## PROBLEM
Number of lines below with the word "sweater": state it and write nothing more.
Start of MATERIALS PROVIDED
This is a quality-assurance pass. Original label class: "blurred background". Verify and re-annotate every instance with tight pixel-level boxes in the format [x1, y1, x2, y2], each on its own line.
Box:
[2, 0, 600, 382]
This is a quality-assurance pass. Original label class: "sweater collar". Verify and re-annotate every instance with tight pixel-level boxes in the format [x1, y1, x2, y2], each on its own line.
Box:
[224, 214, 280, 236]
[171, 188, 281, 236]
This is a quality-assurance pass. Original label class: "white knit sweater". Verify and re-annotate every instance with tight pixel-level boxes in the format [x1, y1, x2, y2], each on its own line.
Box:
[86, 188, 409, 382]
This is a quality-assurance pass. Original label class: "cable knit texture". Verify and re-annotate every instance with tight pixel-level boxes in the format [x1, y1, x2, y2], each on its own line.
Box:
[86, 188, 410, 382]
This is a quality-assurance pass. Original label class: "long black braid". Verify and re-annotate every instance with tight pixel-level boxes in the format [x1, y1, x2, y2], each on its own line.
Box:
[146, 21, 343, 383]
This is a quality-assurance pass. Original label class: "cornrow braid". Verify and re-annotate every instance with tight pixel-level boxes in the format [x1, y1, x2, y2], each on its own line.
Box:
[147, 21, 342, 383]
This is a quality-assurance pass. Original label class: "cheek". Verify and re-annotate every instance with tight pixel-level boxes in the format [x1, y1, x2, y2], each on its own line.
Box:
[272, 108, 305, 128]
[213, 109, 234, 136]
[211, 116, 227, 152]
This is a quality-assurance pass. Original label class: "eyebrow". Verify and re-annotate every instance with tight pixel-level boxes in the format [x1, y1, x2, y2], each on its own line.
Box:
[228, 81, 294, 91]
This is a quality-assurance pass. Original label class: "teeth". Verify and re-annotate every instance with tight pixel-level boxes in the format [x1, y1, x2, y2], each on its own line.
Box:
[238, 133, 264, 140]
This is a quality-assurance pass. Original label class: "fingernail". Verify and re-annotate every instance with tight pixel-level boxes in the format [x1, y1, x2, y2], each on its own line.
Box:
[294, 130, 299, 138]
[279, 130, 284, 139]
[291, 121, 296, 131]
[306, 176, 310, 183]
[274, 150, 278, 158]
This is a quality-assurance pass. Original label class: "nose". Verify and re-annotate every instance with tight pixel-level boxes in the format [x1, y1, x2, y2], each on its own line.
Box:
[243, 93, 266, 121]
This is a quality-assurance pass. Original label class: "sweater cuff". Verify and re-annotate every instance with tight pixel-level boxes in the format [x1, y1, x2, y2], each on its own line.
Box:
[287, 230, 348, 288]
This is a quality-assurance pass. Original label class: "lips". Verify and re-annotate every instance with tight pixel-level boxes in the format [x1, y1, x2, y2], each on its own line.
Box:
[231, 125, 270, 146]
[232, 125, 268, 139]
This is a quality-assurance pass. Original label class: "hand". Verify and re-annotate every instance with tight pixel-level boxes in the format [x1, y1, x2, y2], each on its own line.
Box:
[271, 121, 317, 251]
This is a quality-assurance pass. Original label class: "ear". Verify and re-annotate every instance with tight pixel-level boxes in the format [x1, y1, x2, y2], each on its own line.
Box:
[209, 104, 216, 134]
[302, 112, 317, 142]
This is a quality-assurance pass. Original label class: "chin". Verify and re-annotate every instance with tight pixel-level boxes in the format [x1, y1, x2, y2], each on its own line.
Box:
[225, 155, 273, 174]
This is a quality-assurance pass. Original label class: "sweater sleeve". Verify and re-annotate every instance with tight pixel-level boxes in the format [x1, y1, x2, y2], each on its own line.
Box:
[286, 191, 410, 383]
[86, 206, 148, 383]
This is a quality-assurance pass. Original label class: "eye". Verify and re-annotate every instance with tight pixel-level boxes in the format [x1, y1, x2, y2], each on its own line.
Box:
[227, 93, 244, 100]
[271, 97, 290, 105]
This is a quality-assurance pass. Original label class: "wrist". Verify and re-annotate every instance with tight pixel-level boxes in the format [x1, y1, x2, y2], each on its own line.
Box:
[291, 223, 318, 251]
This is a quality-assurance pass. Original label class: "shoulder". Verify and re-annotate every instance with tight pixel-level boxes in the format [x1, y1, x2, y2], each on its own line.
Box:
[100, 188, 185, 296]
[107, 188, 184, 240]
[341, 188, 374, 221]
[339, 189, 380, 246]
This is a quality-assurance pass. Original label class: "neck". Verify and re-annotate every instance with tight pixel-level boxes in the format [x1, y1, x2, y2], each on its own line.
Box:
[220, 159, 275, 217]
End of MATERIALS PROVIDED
## RESPONSE TO THE EXERCISE
4